(Required work) Starting at the line that contains "the green sign" in the listing below, write out every line word for word until you have written the line that contains "of the neighbouring".

(Given data)
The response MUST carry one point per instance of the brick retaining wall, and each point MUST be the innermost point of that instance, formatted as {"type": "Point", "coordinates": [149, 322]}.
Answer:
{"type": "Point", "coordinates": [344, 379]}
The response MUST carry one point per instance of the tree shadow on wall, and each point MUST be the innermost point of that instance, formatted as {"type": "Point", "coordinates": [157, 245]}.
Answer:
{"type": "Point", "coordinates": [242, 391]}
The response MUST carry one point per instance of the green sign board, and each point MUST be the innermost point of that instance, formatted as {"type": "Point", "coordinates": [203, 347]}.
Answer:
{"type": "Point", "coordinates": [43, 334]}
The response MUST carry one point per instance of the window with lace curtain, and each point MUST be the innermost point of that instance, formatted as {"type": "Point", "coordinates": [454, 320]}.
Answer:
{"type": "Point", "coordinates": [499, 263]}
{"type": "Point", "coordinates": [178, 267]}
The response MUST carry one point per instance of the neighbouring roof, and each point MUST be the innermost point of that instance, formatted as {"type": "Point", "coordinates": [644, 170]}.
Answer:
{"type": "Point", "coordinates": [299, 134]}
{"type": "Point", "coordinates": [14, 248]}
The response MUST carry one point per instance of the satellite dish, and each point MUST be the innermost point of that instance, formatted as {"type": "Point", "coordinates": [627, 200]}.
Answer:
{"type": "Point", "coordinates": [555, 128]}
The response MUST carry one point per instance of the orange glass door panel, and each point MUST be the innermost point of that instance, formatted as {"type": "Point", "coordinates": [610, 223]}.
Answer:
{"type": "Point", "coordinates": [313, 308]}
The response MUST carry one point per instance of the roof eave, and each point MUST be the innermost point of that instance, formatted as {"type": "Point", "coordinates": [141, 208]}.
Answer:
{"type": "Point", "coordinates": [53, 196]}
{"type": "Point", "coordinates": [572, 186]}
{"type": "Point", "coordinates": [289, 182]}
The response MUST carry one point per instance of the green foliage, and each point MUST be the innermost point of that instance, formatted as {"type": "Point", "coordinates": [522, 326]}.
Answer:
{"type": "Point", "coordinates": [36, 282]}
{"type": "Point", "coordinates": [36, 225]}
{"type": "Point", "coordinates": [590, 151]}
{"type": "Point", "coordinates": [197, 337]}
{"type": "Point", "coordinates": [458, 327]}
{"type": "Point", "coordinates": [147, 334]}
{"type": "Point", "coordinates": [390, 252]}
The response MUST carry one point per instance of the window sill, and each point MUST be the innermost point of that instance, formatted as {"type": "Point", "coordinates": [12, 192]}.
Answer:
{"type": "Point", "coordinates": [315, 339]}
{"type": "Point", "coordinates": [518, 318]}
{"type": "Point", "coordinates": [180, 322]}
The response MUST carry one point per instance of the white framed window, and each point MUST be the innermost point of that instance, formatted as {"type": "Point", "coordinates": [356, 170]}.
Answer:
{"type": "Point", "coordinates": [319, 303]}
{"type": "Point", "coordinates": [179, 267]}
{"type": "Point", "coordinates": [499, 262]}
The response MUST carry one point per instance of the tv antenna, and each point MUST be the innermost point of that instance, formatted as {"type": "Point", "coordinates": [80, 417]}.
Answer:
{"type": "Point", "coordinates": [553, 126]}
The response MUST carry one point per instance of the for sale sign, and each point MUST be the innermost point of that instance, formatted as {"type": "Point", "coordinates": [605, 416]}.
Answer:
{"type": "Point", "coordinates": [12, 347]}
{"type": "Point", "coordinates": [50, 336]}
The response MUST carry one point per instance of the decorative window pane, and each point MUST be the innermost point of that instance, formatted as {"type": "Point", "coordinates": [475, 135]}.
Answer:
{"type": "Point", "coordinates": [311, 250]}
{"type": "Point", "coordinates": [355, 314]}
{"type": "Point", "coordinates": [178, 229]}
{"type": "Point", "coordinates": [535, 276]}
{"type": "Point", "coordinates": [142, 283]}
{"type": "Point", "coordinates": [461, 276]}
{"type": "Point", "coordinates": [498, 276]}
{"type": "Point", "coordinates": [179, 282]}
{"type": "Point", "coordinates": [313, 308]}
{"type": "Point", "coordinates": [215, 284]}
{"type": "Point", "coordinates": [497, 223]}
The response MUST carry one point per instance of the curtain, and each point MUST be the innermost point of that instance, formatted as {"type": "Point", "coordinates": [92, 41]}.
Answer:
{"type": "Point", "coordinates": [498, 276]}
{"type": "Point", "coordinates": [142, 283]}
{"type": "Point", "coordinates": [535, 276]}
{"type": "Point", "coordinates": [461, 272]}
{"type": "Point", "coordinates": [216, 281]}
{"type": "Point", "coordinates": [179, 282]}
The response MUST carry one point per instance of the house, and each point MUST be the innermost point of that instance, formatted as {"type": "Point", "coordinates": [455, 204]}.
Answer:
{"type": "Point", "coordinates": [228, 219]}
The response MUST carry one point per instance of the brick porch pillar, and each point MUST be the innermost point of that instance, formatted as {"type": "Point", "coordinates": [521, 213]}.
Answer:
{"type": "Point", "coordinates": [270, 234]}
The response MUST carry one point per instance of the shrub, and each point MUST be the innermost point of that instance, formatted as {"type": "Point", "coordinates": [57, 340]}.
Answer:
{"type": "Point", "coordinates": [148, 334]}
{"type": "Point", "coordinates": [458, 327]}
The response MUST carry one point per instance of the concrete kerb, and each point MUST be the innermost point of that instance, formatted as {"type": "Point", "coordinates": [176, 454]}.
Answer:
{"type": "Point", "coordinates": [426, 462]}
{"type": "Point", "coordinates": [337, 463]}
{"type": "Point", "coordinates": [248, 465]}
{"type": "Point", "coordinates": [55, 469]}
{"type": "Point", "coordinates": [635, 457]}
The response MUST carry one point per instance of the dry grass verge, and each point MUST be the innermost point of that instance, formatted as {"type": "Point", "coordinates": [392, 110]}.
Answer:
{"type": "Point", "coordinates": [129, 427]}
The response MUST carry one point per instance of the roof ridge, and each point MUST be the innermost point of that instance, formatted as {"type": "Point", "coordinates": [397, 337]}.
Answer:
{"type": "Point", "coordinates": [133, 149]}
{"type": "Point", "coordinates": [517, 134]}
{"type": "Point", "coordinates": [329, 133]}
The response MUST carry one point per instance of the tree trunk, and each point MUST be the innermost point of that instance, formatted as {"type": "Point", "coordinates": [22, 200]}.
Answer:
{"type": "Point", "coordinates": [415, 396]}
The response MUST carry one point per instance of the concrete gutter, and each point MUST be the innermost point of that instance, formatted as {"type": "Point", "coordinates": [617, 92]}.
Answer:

(Written answer)
The response MUST carry one point per instance of the green sign board, and each point MUST be the innermost point of that instance, formatted as {"type": "Point", "coordinates": [203, 347]}.
Answer:
{"type": "Point", "coordinates": [43, 334]}
The response MUST carry one point per instance of the window with lace curtain, and each point MUST be the innermost point of that instance, formatted as {"type": "Point", "coordinates": [454, 320]}.
Answer:
{"type": "Point", "coordinates": [499, 263]}
{"type": "Point", "coordinates": [178, 267]}
The response MUST carry one point per instance of the neighbouring roof, and each point MUST be the innermost point of that instance, formatted as {"type": "Point", "coordinates": [644, 170]}.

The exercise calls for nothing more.